__Data section__
┌──

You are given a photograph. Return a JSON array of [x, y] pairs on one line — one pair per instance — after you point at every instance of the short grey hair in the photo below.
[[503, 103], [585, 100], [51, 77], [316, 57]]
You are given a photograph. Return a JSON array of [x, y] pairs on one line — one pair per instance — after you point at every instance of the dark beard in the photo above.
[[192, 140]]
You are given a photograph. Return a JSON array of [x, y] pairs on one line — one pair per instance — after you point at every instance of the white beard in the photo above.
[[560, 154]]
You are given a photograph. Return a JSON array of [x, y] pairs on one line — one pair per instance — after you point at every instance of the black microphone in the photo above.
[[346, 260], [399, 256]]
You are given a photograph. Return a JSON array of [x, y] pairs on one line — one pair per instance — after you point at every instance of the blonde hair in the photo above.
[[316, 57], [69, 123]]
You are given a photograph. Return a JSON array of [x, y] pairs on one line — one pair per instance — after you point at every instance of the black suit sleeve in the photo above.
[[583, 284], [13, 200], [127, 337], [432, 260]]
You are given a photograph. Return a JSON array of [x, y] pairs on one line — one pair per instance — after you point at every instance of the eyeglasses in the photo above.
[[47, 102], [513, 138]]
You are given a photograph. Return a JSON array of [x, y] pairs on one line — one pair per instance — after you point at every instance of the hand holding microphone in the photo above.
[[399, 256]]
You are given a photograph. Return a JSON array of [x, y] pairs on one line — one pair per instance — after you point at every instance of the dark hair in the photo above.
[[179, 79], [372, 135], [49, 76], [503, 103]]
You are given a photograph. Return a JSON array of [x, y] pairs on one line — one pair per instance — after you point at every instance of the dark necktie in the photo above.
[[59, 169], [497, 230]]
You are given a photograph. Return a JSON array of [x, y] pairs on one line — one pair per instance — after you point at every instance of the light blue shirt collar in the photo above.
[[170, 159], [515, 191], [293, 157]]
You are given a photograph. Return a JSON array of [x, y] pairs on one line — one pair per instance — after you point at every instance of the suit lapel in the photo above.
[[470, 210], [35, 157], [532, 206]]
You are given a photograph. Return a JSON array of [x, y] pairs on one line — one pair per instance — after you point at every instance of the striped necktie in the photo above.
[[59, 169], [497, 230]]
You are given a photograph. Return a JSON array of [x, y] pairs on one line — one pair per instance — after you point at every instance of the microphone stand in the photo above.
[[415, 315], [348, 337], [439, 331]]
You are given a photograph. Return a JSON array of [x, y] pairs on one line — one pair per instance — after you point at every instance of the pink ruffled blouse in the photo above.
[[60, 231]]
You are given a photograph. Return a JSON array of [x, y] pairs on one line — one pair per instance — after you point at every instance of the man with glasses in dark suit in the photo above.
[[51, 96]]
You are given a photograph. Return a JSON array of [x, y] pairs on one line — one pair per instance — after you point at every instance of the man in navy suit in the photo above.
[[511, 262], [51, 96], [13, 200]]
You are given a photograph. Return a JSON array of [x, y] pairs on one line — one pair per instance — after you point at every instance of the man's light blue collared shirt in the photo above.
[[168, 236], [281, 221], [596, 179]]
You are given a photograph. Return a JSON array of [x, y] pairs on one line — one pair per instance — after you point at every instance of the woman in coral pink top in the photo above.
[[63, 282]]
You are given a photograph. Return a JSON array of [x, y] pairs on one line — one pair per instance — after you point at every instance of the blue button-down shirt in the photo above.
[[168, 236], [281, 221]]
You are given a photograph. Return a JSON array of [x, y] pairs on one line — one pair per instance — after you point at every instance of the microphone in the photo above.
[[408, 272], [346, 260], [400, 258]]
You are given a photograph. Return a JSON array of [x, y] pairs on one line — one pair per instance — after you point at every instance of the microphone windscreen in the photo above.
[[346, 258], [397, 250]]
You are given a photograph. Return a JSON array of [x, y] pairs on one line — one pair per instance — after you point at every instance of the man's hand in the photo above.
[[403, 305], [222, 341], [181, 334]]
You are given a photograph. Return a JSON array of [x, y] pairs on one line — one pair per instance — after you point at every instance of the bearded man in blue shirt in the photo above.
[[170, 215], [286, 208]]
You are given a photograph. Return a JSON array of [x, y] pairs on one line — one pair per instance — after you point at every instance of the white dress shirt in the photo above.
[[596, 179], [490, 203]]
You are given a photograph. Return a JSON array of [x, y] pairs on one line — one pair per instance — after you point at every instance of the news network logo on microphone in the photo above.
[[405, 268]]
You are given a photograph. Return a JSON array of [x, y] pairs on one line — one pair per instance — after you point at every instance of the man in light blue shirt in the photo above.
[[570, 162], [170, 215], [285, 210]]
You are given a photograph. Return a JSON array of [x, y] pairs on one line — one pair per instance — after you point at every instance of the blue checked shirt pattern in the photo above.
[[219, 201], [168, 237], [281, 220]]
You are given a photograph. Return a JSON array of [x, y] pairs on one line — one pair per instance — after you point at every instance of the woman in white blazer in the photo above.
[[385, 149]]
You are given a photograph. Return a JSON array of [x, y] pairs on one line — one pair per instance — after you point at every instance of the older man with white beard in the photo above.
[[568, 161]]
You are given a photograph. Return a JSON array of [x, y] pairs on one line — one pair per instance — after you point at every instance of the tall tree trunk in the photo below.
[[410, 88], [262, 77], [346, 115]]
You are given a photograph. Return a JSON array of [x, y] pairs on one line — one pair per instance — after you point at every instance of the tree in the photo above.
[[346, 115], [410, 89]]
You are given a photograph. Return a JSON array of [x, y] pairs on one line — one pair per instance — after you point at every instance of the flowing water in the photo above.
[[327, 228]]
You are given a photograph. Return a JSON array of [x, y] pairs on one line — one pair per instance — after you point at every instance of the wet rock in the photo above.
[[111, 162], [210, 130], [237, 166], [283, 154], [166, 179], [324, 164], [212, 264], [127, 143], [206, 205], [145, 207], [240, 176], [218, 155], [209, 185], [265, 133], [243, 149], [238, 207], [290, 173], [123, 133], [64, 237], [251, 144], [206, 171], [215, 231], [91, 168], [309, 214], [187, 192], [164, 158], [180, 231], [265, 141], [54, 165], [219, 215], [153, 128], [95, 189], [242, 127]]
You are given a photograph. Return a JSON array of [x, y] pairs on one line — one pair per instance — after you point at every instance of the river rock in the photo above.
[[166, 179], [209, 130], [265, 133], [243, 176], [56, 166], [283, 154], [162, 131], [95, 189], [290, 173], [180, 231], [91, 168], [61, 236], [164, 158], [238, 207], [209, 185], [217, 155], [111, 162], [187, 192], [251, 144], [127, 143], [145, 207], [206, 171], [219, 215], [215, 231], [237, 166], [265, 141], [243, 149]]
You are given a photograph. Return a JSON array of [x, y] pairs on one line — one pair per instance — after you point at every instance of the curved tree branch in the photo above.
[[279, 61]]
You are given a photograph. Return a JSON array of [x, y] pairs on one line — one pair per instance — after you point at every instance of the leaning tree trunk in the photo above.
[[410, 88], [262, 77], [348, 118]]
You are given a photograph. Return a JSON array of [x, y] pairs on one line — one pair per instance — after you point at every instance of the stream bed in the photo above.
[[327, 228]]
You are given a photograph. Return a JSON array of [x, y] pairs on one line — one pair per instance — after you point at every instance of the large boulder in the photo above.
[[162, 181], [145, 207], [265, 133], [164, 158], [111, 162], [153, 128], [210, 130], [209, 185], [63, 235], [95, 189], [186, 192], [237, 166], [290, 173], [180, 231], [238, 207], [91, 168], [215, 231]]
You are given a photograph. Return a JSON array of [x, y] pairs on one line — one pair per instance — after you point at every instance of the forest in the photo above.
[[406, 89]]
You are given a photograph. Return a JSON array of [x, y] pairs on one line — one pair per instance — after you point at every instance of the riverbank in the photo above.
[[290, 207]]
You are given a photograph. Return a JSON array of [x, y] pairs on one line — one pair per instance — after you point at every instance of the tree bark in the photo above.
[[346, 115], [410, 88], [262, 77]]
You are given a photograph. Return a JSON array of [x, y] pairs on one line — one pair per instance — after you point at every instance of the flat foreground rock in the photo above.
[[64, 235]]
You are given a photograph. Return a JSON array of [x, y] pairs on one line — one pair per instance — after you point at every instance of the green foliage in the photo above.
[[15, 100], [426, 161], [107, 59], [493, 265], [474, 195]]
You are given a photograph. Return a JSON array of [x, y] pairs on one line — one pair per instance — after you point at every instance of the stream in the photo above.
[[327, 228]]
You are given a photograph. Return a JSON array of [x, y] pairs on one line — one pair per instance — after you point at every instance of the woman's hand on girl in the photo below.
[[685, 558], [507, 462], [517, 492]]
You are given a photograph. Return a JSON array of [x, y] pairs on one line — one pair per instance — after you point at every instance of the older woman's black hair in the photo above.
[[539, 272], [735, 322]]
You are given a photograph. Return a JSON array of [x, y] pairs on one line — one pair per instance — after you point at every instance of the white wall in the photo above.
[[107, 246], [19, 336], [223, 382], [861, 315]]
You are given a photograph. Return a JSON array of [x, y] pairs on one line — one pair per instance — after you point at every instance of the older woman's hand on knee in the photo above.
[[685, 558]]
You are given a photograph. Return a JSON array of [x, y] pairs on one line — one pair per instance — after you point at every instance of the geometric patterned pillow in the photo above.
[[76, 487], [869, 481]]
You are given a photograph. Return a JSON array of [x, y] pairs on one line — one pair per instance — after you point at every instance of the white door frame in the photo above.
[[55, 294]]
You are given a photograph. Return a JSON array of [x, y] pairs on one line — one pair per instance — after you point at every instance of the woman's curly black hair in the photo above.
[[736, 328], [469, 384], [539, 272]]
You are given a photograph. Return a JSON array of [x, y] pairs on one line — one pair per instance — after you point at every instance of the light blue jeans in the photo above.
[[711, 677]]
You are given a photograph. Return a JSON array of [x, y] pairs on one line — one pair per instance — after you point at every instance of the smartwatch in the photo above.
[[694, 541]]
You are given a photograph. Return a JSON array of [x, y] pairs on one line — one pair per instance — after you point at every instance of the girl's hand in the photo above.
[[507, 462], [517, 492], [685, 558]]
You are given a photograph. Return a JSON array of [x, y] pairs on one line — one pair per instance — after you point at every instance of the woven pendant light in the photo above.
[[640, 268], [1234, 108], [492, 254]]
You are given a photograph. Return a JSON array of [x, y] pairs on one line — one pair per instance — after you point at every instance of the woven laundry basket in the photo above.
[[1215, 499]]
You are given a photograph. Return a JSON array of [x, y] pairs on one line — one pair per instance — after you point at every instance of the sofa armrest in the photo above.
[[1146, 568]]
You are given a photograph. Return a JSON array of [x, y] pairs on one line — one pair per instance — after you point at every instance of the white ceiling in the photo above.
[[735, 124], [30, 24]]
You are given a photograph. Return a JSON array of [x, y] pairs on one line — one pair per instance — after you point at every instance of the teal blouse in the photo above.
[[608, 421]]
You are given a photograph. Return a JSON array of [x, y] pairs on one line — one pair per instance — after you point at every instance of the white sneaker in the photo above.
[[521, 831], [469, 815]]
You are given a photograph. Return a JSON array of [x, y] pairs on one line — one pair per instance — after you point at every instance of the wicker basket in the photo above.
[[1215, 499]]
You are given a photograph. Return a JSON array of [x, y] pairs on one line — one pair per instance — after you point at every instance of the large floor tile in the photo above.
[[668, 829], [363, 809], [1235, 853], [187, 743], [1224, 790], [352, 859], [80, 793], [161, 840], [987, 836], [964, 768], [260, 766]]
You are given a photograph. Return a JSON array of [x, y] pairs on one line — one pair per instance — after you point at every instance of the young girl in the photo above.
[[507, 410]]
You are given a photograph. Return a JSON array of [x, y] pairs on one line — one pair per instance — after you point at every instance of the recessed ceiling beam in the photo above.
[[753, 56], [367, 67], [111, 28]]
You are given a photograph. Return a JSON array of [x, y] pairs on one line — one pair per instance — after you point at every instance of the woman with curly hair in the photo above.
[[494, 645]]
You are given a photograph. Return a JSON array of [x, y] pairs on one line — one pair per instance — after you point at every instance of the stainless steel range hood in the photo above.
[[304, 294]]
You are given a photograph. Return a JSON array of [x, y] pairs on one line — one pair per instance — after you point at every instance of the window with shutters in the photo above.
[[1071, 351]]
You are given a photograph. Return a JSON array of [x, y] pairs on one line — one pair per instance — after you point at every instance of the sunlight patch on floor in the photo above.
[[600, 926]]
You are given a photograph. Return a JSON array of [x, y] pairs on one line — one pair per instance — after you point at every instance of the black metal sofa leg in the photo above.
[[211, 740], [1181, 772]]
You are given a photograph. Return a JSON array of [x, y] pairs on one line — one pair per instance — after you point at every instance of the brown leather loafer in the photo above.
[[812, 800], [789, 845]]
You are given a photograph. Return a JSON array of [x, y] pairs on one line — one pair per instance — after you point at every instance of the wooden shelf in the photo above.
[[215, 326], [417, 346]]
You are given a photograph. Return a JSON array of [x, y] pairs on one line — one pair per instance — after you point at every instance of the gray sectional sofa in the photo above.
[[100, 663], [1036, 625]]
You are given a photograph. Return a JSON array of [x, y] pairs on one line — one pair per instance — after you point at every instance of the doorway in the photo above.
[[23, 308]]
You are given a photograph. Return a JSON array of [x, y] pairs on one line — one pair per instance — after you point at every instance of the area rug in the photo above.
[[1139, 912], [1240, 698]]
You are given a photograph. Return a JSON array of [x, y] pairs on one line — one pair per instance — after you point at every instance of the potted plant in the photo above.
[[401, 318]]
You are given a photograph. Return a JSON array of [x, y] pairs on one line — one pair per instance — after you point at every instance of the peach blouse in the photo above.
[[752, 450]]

└──

From the line containing "rug in the photo above." through the last line of the records, output each line exactly and nothing more.

__Exercise output__
You are given a photograph. Return a JSON array of [x, y] pairs on one line — one pair per instance — after you point at every instance of the area rug in the photo above.
[[1139, 912], [1240, 698]]
You are given a photograph. Return a JSON array of [x, y] pairs on one line — one pair per instance — after you point at every instance of the potted plant in the photo above.
[[401, 318]]
You are given a photograph. Return a JSON array of [x, y] pairs on one line — one pair per instance — after you point at every instance of the peach blouse in the photo above.
[[752, 450]]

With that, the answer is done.